■ Stated task:
Extract every line of the records below that contains the string "eyebrow". Uppercase and lowercase letters count as different.

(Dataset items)
------------------------------

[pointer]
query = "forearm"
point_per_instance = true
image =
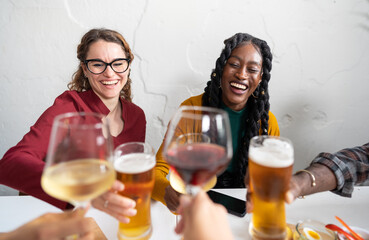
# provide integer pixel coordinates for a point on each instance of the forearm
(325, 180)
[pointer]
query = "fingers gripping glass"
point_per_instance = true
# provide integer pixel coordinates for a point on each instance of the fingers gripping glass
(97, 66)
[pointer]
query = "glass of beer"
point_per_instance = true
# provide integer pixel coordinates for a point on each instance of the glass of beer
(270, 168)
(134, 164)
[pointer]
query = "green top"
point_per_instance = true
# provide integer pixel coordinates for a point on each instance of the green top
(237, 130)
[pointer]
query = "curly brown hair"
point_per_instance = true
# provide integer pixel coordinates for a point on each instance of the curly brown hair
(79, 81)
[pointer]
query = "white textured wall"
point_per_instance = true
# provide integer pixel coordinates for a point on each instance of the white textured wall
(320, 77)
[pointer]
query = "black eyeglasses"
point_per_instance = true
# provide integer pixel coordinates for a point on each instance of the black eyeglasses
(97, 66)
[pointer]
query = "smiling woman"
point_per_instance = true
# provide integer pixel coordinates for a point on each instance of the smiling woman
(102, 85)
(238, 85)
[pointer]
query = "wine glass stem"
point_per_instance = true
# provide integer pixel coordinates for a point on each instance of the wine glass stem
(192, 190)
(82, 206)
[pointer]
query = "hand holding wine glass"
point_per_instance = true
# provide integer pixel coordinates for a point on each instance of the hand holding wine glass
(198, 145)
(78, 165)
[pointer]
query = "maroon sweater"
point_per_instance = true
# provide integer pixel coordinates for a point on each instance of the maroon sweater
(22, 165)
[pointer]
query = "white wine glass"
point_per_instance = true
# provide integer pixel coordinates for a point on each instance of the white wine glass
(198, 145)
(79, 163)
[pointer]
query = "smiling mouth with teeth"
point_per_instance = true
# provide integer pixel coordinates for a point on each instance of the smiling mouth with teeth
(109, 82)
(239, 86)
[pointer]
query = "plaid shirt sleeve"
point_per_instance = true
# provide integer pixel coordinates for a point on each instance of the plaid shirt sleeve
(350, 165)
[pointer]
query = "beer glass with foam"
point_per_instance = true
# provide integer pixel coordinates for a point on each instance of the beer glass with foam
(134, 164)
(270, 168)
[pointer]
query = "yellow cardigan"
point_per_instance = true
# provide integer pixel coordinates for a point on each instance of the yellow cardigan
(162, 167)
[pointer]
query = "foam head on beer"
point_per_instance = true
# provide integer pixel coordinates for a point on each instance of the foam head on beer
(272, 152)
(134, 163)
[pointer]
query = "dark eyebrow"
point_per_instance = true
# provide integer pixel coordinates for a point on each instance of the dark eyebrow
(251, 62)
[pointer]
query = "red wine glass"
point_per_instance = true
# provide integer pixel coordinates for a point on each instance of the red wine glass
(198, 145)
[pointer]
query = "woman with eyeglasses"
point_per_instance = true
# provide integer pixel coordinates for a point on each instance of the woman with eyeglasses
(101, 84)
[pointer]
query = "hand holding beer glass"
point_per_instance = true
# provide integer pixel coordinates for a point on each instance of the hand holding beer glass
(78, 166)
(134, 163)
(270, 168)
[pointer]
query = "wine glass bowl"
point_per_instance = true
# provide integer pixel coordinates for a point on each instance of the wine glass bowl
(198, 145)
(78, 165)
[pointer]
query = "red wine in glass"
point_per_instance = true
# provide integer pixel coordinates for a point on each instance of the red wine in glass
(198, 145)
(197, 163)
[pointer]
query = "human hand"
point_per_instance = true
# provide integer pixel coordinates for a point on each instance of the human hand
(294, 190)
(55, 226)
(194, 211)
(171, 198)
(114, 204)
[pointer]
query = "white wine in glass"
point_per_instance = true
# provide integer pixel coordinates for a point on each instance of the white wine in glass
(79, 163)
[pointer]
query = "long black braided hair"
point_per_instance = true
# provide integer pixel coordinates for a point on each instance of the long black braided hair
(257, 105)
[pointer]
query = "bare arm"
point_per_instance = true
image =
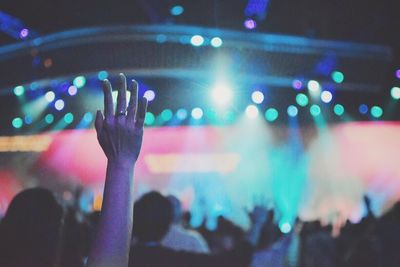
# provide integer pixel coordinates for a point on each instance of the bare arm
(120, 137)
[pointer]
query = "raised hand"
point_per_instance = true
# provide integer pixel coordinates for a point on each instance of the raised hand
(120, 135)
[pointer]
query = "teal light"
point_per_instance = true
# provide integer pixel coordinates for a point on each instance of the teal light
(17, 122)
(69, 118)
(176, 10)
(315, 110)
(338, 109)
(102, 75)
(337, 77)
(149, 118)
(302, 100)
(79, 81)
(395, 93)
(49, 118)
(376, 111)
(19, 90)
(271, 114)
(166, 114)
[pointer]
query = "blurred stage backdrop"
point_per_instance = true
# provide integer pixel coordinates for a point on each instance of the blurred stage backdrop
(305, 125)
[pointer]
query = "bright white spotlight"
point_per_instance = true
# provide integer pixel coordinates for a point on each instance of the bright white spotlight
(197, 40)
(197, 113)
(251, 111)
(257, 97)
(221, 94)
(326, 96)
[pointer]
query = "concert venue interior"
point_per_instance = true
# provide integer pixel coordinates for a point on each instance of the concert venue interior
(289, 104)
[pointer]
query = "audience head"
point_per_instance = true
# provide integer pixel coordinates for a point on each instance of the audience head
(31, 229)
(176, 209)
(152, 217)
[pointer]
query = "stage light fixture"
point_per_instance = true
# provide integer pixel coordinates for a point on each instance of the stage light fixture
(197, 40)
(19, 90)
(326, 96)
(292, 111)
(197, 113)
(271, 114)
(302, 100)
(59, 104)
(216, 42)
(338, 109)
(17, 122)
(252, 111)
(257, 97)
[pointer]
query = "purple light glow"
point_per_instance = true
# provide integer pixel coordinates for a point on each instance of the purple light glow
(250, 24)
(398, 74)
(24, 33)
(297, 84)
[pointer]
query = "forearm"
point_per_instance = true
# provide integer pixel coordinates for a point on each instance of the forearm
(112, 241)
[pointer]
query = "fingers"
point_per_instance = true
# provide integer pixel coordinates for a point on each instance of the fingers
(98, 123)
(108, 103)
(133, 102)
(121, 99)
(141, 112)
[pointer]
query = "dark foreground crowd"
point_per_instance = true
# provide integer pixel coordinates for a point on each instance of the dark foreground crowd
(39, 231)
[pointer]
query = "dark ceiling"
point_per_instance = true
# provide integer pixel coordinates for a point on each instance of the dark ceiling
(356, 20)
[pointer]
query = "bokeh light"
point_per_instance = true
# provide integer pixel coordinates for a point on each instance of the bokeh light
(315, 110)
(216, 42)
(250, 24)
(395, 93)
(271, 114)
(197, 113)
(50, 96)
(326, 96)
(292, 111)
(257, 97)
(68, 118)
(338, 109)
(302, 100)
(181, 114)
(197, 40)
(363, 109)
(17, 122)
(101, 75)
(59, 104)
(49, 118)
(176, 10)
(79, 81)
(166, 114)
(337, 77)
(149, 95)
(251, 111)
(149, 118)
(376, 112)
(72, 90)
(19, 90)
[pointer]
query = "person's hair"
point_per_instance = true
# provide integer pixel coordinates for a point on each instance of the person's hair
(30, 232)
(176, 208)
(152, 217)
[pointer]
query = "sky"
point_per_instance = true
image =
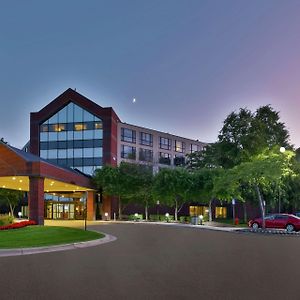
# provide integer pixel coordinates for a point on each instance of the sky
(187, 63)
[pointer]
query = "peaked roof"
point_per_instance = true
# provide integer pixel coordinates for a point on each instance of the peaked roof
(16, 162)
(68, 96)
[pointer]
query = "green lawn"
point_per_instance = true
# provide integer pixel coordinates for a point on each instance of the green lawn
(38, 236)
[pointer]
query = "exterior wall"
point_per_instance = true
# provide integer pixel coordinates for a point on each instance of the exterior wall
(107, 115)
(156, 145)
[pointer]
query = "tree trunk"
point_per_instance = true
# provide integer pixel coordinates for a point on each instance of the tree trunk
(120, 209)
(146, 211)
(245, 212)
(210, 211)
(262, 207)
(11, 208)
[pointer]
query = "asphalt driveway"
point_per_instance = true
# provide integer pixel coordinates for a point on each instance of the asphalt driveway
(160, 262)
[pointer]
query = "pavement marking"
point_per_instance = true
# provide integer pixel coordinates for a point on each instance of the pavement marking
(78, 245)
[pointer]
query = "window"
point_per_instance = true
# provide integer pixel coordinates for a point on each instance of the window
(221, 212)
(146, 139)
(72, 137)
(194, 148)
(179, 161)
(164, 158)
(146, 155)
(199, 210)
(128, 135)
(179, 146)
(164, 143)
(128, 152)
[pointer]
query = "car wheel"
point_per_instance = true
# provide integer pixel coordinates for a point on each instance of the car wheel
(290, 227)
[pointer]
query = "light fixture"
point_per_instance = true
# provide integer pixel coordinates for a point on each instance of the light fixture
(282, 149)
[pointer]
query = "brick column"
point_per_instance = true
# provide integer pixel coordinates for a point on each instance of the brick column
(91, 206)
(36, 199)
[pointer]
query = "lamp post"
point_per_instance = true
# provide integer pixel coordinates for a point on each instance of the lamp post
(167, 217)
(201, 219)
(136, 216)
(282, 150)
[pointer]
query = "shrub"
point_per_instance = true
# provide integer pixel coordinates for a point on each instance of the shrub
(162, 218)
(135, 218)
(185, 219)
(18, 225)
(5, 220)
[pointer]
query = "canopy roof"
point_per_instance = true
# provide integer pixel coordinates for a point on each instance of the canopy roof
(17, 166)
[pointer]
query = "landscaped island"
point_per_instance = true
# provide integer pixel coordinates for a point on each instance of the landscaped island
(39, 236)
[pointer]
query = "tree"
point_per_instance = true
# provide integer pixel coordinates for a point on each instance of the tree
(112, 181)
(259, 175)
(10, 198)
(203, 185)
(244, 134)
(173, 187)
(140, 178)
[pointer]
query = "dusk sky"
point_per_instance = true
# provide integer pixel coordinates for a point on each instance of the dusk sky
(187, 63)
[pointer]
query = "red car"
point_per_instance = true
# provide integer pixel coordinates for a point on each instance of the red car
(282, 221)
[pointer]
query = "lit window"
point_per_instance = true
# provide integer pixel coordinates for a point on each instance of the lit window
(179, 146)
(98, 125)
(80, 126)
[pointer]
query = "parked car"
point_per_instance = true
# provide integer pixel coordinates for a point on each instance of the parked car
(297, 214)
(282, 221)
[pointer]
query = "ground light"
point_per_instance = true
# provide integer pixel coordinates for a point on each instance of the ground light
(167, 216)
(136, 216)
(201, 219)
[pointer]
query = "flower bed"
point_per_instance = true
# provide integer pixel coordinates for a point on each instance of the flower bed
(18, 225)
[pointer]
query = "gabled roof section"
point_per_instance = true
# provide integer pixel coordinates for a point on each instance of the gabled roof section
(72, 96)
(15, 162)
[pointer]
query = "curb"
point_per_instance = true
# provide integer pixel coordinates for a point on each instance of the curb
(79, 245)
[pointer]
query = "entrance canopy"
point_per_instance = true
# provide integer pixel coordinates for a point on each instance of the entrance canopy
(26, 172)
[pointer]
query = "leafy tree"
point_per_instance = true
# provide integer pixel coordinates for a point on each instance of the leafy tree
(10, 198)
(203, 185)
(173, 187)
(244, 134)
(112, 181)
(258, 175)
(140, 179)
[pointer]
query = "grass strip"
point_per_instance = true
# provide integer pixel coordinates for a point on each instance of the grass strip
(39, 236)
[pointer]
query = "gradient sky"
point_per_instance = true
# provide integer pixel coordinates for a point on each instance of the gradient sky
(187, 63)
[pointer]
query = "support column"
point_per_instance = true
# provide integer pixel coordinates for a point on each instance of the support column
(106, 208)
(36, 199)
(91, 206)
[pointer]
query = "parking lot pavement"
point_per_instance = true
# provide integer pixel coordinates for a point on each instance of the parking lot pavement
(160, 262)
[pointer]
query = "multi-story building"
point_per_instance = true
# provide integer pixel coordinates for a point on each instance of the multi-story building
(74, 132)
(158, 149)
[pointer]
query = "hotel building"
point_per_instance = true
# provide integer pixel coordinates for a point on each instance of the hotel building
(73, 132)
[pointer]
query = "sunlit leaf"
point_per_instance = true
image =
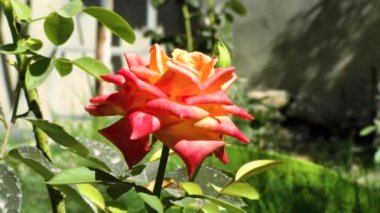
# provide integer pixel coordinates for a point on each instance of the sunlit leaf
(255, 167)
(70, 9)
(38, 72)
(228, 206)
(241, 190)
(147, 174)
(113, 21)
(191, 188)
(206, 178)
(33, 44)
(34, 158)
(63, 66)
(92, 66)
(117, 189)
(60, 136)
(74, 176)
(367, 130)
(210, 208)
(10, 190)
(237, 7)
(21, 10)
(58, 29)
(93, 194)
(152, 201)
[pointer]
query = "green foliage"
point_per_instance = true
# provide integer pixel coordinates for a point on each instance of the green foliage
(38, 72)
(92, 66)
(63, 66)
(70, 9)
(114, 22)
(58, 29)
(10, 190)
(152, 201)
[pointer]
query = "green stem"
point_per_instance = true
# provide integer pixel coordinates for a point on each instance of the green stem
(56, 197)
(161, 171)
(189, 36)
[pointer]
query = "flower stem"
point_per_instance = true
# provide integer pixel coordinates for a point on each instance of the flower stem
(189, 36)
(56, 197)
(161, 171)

------------------------------

■ Exercise solution:
query = "dark eyebrow"
# provide integer pixel coordinates for a point on each instance of the dark eyebrow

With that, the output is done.